Copy out every row below word for word.

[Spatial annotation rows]
====

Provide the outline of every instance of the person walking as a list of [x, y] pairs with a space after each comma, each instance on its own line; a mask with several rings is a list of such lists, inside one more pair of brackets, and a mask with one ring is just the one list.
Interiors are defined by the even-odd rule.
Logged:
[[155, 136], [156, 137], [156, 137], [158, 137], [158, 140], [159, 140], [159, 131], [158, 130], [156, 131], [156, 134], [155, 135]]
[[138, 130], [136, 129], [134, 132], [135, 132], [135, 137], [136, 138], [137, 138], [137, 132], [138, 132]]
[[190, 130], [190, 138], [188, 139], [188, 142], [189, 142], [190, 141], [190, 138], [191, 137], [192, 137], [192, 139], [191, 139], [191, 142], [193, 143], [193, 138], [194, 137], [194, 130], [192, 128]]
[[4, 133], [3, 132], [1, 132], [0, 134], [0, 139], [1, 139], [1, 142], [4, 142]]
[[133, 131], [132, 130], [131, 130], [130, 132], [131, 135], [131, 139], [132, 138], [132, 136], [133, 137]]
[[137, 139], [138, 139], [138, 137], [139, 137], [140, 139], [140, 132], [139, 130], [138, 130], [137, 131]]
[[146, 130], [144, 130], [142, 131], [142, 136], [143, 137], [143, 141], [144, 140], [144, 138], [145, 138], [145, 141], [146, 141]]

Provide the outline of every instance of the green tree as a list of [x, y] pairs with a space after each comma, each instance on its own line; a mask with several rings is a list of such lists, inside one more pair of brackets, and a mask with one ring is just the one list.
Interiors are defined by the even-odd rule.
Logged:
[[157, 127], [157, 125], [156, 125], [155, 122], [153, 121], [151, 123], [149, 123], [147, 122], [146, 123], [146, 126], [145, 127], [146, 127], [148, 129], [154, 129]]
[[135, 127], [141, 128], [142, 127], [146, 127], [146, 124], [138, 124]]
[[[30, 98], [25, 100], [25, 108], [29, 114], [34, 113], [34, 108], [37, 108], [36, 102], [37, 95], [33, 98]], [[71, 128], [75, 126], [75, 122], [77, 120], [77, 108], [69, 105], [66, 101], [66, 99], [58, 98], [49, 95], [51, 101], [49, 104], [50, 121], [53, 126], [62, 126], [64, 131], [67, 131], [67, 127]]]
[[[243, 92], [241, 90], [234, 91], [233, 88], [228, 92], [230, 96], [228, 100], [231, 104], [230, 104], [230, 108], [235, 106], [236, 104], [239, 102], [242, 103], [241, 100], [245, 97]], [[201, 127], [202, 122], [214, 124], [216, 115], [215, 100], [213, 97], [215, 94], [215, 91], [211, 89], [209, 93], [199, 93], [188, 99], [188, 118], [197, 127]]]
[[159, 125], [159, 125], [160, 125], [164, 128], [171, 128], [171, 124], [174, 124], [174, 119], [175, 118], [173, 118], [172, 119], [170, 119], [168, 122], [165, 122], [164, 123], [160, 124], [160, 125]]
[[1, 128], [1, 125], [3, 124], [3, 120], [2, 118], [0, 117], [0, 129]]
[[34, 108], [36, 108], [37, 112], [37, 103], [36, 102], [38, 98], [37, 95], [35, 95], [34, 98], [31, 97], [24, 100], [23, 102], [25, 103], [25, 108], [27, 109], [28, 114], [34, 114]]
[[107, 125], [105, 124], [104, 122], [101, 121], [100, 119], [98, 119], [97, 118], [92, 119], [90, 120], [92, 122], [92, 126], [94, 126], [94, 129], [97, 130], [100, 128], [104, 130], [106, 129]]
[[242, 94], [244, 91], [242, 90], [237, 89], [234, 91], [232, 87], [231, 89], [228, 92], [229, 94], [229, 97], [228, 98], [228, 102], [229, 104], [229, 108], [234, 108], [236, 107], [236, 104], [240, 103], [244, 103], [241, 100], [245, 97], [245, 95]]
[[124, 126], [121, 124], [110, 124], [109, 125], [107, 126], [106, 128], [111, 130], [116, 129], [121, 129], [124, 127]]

====

TASK ANSWER
Provide the outline of every instance of the person walking as a list of [x, y] pairs with a space after each comma, each instance on its own line; a mask with several rings is a list of such lists, inside one more pair of brackets, and a mask with one ring is just the one list.
Interiors are defined by the even-odd rule.
Logged:
[[155, 136], [156, 137], [156, 137], [158, 137], [158, 140], [159, 140], [159, 131], [158, 130], [156, 131], [156, 134], [155, 135]]
[[138, 130], [136, 129], [134, 132], [135, 132], [135, 137], [136, 138], [137, 138], [137, 132], [138, 132]]
[[190, 130], [190, 138], [188, 139], [188, 142], [189, 142], [190, 141], [190, 138], [191, 137], [192, 137], [192, 139], [191, 139], [191, 142], [193, 143], [193, 138], [194, 137], [194, 130], [192, 128]]
[[4, 133], [3, 132], [1, 132], [0, 134], [0, 139], [1, 139], [1, 142], [4, 142]]
[[133, 131], [132, 130], [131, 130], [130, 132], [131, 135], [131, 139], [132, 138], [132, 136], [133, 137]]
[[137, 139], [138, 139], [138, 137], [139, 137], [140, 139], [140, 132], [139, 130], [138, 130], [137, 131]]
[[146, 130], [144, 130], [142, 131], [142, 136], [143, 137], [143, 141], [144, 140], [144, 138], [145, 138], [145, 141], [146, 141]]

Provide the outline of every instance of the green tree as a list of [x, y] pairs with a space after each comma, each instance on its own line; a mask with several rings is a list of such lists, inside one more pair of brackets, and a mask with one ring is just the one list.
Interiors are defined by the even-odd rule.
Logged:
[[157, 127], [157, 125], [156, 125], [155, 122], [153, 121], [151, 123], [149, 123], [147, 122], [146, 123], [146, 126], [145, 127], [146, 127], [148, 129], [154, 129]]
[[135, 127], [141, 128], [142, 127], [146, 127], [146, 124], [138, 124]]
[[[30, 98], [25, 100], [25, 108], [29, 114], [34, 113], [34, 108], [37, 108], [36, 102], [37, 95], [33, 98]], [[71, 128], [75, 126], [75, 122], [77, 120], [77, 108], [69, 105], [66, 101], [66, 99], [58, 98], [49, 95], [51, 101], [49, 104], [50, 121], [53, 126], [62, 126], [64, 131], [67, 131], [67, 127]]]
[[[243, 92], [241, 90], [234, 91], [233, 88], [228, 92], [230, 96], [228, 100], [231, 104], [230, 104], [230, 108], [235, 106], [236, 104], [239, 102], [242, 103], [241, 100], [245, 97]], [[201, 127], [202, 122], [214, 124], [216, 115], [215, 100], [213, 97], [215, 94], [215, 91], [211, 89], [209, 93], [199, 93], [188, 99], [188, 118], [197, 127]]]
[[159, 125], [159, 125], [160, 125], [164, 128], [171, 128], [171, 124], [174, 124], [174, 119], [175, 118], [173, 118], [172, 119], [170, 119], [168, 122], [165, 122], [164, 123], [160, 124], [160, 125]]
[[1, 128], [1, 125], [3, 124], [3, 120], [2, 118], [0, 117], [0, 129]]
[[34, 108], [36, 108], [37, 112], [37, 103], [36, 102], [38, 98], [37, 95], [35, 95], [34, 98], [31, 97], [24, 100], [23, 102], [25, 103], [25, 108], [27, 109], [28, 114], [34, 114]]
[[107, 125], [105, 124], [104, 122], [101, 121], [100, 119], [98, 119], [97, 118], [92, 119], [90, 120], [92, 122], [92, 126], [94, 126], [94, 129], [97, 130], [100, 128], [104, 130], [106, 129]]
[[242, 94], [244, 91], [242, 90], [237, 89], [234, 91], [232, 87], [231, 89], [228, 92], [229, 94], [229, 97], [228, 98], [228, 102], [229, 104], [229, 108], [234, 108], [236, 107], [236, 104], [240, 103], [244, 103], [241, 100], [245, 97], [245, 95]]
[[124, 126], [121, 124], [110, 124], [109, 125], [107, 126], [106, 128], [111, 130], [116, 129], [121, 129], [124, 127]]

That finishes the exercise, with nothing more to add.